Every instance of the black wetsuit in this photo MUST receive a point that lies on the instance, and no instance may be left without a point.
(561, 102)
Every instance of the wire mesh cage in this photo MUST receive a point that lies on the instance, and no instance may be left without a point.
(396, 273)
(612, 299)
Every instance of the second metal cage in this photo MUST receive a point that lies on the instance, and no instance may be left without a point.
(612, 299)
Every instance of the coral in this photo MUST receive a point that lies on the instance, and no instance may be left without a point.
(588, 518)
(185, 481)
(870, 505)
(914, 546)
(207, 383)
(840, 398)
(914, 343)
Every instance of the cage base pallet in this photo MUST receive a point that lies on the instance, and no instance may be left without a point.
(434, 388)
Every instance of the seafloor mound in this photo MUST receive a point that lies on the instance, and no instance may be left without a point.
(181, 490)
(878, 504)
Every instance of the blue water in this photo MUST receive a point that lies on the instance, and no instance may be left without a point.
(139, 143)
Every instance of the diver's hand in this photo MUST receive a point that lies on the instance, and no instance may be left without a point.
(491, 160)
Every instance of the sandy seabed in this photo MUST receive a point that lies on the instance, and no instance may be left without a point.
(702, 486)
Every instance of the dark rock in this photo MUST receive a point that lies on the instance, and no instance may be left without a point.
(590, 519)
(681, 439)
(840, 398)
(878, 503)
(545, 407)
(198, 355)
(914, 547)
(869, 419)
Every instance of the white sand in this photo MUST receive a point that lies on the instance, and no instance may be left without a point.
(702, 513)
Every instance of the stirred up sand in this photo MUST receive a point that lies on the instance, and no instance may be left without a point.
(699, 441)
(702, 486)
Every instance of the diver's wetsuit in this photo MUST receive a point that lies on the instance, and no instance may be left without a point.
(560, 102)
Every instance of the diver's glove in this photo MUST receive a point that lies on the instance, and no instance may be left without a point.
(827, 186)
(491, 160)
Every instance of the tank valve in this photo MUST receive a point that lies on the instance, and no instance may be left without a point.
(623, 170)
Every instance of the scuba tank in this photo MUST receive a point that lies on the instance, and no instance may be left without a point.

→ Task goal
Would you restate each line of the material above word for word?

→ Exercise response
Every instance of the black wetsuit in this photo MUST receive a point that lies on the instance, and no instance may be left without a point.
(561, 102)
Every instance of the wire mesh cage in this photo MUST receive a point that lies on the instance, and no instance may be left without a point.
(396, 273)
(612, 299)
Every instance of the second metal cage in this photo MUST receive a point that lies on the instance, and no instance may be left without a point.
(612, 299)
Every instance of the coral in this photo MUST receive a point that lies on the instance, and no instance may be left without a point.
(588, 518)
(185, 481)
(870, 505)
(914, 546)
(207, 383)
(840, 398)
(914, 343)
Every instance of the cage base pallet in this photo MUST receive a point that lies on the instance, and no instance may be left without a point.
(434, 388)
Every instance of the seafloor mound in this photo MUST receive a point that lies on the instance, and no instance may be left without a point.
(181, 490)
(878, 504)
Every instance of the blue water in this photo MUST receive a point that lies on the instance, and no instance may be left without a point.
(139, 143)
Every instance of the diver's hand in this photo MUST receive a point that lies on the instance, and no instance may be left without a point.
(491, 160)
Every instance of the sandy seabed in this photo MUST receive a point that lies on the instance, and no instance may be left without a point.
(702, 486)
Every instance of the dark rock in this photo MUST receive a point that lies on the instance, and no instance may be left without a point.
(590, 519)
(681, 439)
(840, 398)
(878, 503)
(545, 407)
(198, 355)
(914, 547)
(869, 419)
Every instance of the white sand in this photo MUST receive a point that lies on the instance, and no instance may be left without a point.
(702, 513)
Every instance of the stirred up sand in this photo MUST receive a point that lies on the instance, and no instance may be left without a point.
(699, 441)
(702, 486)
Every instance of the diver's wetsuit in this photo MUST receive a point that lies on the instance, and no instance may be left without a point.
(560, 102)
Every instance of the diver's glove in this photo MUST receive a point that lies on the instance, and no instance may be left without a point.
(827, 186)
(491, 160)
Every instance of the tank valve in this photo MUST receive a point that lies on the instance, and no instance may be left without a point.
(623, 170)
Every instance of the scuba tank in this photo MUST receive a point that lies on the instance, and no instance may be left without a point.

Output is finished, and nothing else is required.